_TO BE DONE_. Render every line of the data below as a Markdown table with two columns, Row and Text, giving each line a sequential number and omitting blank lines.

(Records drawn from a dataset)
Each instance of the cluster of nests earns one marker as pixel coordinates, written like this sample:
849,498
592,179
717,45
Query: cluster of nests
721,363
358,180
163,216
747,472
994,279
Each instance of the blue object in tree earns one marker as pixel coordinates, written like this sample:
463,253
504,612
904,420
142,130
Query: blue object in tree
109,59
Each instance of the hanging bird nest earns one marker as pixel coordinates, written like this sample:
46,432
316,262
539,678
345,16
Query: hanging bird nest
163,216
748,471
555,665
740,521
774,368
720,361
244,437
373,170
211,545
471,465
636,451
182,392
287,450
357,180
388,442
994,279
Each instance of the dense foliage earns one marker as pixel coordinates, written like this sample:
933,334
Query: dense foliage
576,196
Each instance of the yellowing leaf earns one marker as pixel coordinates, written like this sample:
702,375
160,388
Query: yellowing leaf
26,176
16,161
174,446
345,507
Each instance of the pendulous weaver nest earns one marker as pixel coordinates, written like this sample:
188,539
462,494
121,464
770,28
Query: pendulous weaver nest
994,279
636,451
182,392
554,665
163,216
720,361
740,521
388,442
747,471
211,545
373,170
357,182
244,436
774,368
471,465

_SOLVED PROBLEM_.
| Row | Text |
|---|---|
| 1 | Each instance of the cluster of nests earns one marker as pixel coordinates, written like this sample: |
| 2 | 849,498 |
| 3 | 592,179 |
| 4 | 717,45 |
| 5 | Query: cluster of nests |
| 6 | 721,363 |
| 7 | 358,180 |
| 8 | 163,216 |
| 9 | 747,472 |
| 10 | 994,279 |
| 11 | Each instance of the blue object in tree earns one marker as pixel coordinates, written like this sample: |
| 12 | 463,253 |
| 13 | 504,612 |
| 14 | 904,420 |
| 15 | 142,130 |
| 16 | Query: blue object in tree |
| 17 | 109,59 |
| 18 | Each instance of the hanging bird nest earns one marker as pixel coordinates, written like this sample: |
| 19 | 46,432 |
| 20 | 316,262 |
| 21 | 539,678 |
| 22 | 345,16 |
| 23 | Query: hanging bird nest |
| 24 | 163,216 |
| 25 | 748,471 |
| 26 | 555,665 |
| 27 | 740,521 |
| 28 | 774,368 |
| 29 | 720,361 |
| 30 | 244,437 |
| 31 | 373,170 |
| 32 | 211,545 |
| 33 | 471,465 |
| 34 | 636,451 |
| 35 | 182,392 |
| 36 | 287,450 |
| 37 | 357,180 |
| 38 | 388,442 |
| 39 | 994,279 |
| 40 | Each instance of the dense foliage earns one marker as pixel coordinates, written like this sample: |
| 41 | 933,334 |
| 42 | Query: dense foliage |
| 43 | 576,196 |
| 44 | Each instance of the yellowing leaf earns one marker as pixel coordinates, written like this sample: |
| 45 | 702,375 |
| 46 | 160,388 |
| 47 | Query: yellowing leaf |
| 48 | 26,176 |
| 49 | 16,161 |
| 50 | 174,446 |
| 51 | 345,507 |
| 52 | Each instance of the pendulous weaver nest earns one marker as pixel coordinates, written like this sample: |
| 53 | 188,539 |
| 54 | 462,494 |
| 55 | 121,464 |
| 56 | 770,28 |
| 57 | Query: pendulous weaver nest |
| 58 | 994,279 |
| 59 | 636,451 |
| 60 | 182,392 |
| 61 | 554,665 |
| 62 | 163,216 |
| 63 | 720,361 |
| 64 | 740,521 |
| 65 | 388,442 |
| 66 | 747,471 |
| 67 | 211,545 |
| 68 | 373,170 |
| 69 | 357,182 |
| 70 | 244,436 |
| 71 | 774,368 |
| 72 | 471,465 |